Page text:
-----

What’s the Plan?

Ms. Gurmeet Sohiby Gurmeet Kaur Sohi, University of Manitoba, Class of 2018

I’m sitting on an airplane, flying somewhere over Calgary and Vancouver and my heart is heavy. This isn’t a leisure trip, a hurrah for finishing exams or a typical visit back home. I’m going home to say my final goodbye to someone who meant the absolute world to me. I’m saying my final goodbye to someone who taught me so much about strength and kindness and perseverance. I’m saying my final goodbye to someone who I’ve been losing slowly for the last seven years. I’m saying my final goodbye to a body whose mind left us a while ago. I’m saying my final goodbye because it finally feels okay to do so. I’m saying my final goodbye to my grandmother.

-----

Material supplied:
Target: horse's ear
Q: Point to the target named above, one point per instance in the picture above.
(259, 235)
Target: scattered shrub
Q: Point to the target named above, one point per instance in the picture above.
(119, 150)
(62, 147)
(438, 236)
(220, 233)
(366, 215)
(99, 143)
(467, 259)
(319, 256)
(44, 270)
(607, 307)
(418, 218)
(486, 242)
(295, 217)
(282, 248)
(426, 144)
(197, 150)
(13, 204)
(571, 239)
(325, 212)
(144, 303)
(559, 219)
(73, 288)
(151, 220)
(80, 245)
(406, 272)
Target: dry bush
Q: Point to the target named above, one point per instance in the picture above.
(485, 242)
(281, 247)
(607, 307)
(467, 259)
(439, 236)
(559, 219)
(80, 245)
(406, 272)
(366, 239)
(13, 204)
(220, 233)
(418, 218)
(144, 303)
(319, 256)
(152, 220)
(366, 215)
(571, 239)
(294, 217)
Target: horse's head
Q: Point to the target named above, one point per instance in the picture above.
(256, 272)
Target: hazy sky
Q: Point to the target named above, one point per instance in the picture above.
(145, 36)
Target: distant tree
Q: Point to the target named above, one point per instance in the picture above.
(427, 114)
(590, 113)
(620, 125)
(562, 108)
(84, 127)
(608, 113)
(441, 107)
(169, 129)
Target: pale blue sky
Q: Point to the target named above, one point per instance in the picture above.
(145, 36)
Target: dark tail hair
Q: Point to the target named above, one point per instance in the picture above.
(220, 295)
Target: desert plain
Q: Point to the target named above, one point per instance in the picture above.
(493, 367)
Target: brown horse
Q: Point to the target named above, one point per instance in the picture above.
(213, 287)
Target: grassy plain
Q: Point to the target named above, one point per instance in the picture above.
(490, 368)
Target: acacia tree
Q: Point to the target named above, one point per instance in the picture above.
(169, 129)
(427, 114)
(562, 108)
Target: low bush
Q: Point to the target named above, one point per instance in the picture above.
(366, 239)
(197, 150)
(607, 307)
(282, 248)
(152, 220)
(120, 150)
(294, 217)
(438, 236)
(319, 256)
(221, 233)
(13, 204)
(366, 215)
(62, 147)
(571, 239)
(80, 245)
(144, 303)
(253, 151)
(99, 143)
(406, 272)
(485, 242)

-----

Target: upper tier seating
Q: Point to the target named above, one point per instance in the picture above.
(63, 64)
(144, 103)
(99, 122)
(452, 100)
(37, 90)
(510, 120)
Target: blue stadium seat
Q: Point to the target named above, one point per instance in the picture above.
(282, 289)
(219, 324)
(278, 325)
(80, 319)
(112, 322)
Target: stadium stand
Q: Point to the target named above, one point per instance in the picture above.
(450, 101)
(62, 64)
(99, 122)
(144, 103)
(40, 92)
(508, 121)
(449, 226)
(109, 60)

-----

Assignment: Quote the entire grandmother essay word for word. The items have nothing to do with the grandmother essay.

Result of this exercise:
What’s the Plan?

Ms. Gurmeet Sohiby Gurmeet Kaur Sohi, University of Manitoba, Class of 2018

I’m sitting on an airplane, flying somewhere over Calgary and Vancouver and my heart is heavy. This isn’t a leisure trip, a hurrah for finishing exams or a typical visit back home. I’m going home to say my final goodbye to someone who meant the absolute world to me. I’m saying my final goodbye to someone who taught me so much about strength and kindness and perseverance. I’m saying my final goodbye to someone who I’ve been losing slowly for the last seven years. I’m saying my final goodbye to a body whose mind left us a while ago. I’m saying my final goodbye because it finally feels okay to do so. I’m saying my final goodbye to my grandmother.